───── Article
Process and thread management are fundamental responsibilities of modern operating systems. A process represents an independent program execution unit with its own memory space and resources, while a thread is a lightweight execution unit within a process that shares the process's memory space with other threads.

Key Concepts

Process:

  • Independent execution unit representing a running program
  • Contains program code, data, heap, stack, and system resources
  • Isolated memory space provides protection between processes
  • Managed through Process Control Block (PCB) or Task Control Block (TCB)
  • Heavy-weight: significant overhead for creation and context switching

Thread:

  • Smallest unit of execution within a process
  • Shares process memory space, code, data, and heap with other threads
  • Has its own stack, registers, and program counter
  • Light-weight: minimal overhead for creation and context switching
  • Enables concurrent execution within a single process

Why Both Exist

Processes provide:

  • Strong isolation and fault tolerance
  • Security boundaries between different applications
  • Resource management at the application level
  • Protection from bugs in other processes

Threads provide:

  • Efficient parallelism within an application
  • Shared memory communication without IPC overhead
  • Responsive user interfaces (UI thread + worker threads)
  • Better resource utilization on multi-core systems

Process Fundamentals

An operating system process is a fundamental concept where each program's execution is represented as an independent unit. Processes allow the operating system to manage and execute multiple tasks concurrently, ensuring efficient resource use and isolation of programs from one another.

Components

┌─────────────────────────────────────────────────────────────┐
│                      Process Structure                      │
├─────────────────────────────────────────────────────────────┤
│                                                             │
│  ┌───────────────────────────────────────────────────────┐  │
│  │           Process Control Block (PCB)                 │  │
│  │  • Process ID (PID)                                   │  │
│  │  • Process State (Running/Ready/Blocked)              │  │
│  │  • Program Counter                                    │  │
│  │  • CPU Registers                                      │  │
│  │  • Memory Management Info                             │  │
│  │  • I/O Status                                         │  │
│  └───────────────────────────────────────────────────────┘  │
│                                                             │
│  ┌───────────────────────────────────────────────────────┐  │
│  │              Memory Layout                            │  │
│  │                                                       │  │
│  │  High Address                                         │  │
│  │  ┌─────────────────────────────────────────────────┐  │  │
│  │  │            Stack (grows down ↓)                 │  │  │
│  │  │  • Local variables                              │  │  │
│  │  │  • Function parameters                          │  │  │
│  │  │  • Return addresses                             │  │  │
│  │  ├─────────────────────────────────────────────────┤  │  │
│  │  │                     ↕                           │  │  │
│  │  │              (Free Space)                       │  │  │
│  │  │                     ↕                           │  │  │
│  │  ├─────────────────────────────────────────────────┤  │  │
│  │  │            Heap (grows up ↑)                    │  │  │
│  │  │  • Dynamic allocations (malloc/new)             │  │  │
│  │  ├─────────────────────────────────────────────────┤  │  │
│  │  │            Data Section                         │  │  │
│  │  │  • Global variables                             │  │  │
│  │  │  • Static variables                             │  │  │
│  │  ├─────────────────────────────────────────────────┤  │  │
│  │  │            Code (Text) Section                  │  │  │
│  │  │  • Program instructions                         │  │  │
│  │  │  • Read-only                                    │  │  │
│  │  └─────────────────────────────────────────────────┘  │  │
│  │  Low Address                                          │  │
│  └───────────────────────────────────────────────────────┘  │
│                                                             │
│  ┌───────────────────────────────────────────────────────┐  │
│  │              File Descriptors                         │  │
│  │  • stdin (0), stdout (1), stderr (2)                  │  │
│  │  • Open files and I/O streams                         │  │
│  └───────────────────────────────────────────────────────┘  │
│                                                             │
└─────────────────────────────────────────────────────────────┘

Key Components of a Process:

  1. Program Code: The executable code that the CPU executes
  2. Process Control Block (PCB): Data structure storing process information
  3. Process State: Current state (running, ready, blocked, or terminated)
──────────
───── Data provided
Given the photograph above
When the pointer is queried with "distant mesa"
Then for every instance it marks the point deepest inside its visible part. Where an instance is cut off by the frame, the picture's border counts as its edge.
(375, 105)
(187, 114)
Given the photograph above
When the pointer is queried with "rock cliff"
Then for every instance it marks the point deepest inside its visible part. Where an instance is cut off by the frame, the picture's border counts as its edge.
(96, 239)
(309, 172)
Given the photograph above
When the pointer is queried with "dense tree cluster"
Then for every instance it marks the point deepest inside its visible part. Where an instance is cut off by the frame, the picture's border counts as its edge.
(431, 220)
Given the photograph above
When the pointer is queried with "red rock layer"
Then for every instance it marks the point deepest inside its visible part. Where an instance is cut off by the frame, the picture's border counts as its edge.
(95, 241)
──────────
───── Data provided
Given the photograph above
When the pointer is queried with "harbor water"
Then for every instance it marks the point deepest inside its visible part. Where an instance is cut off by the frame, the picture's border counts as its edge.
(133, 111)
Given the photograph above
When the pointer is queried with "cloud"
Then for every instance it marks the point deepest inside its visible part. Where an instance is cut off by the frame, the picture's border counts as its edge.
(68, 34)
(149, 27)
──────────
Exercise instructions »
(a) Answer these questions from the process and thread management text above.
(i) Which three things does a thread have of its own?
(ii) In the memory layout diagram, in which direction does the heap grow?
(iii) What file descriptor number is given for stderr?
(b) Write out the process and thread management text from "Process Fundamentals" to "from one another.", copying it word for word.

Solutions to the problems »
(a)
(i) Its own stack, registers, and program counter.
(ii) Up.
(iii) 2.

(b)
Process Fundamentals

An operating system process is a fundamental concept where each program's execution is represented as an independent unit. Processes allow the operating system to manage and execute multiple tasks concurrently, ensuring efficient resource use and isolation of programs from one another.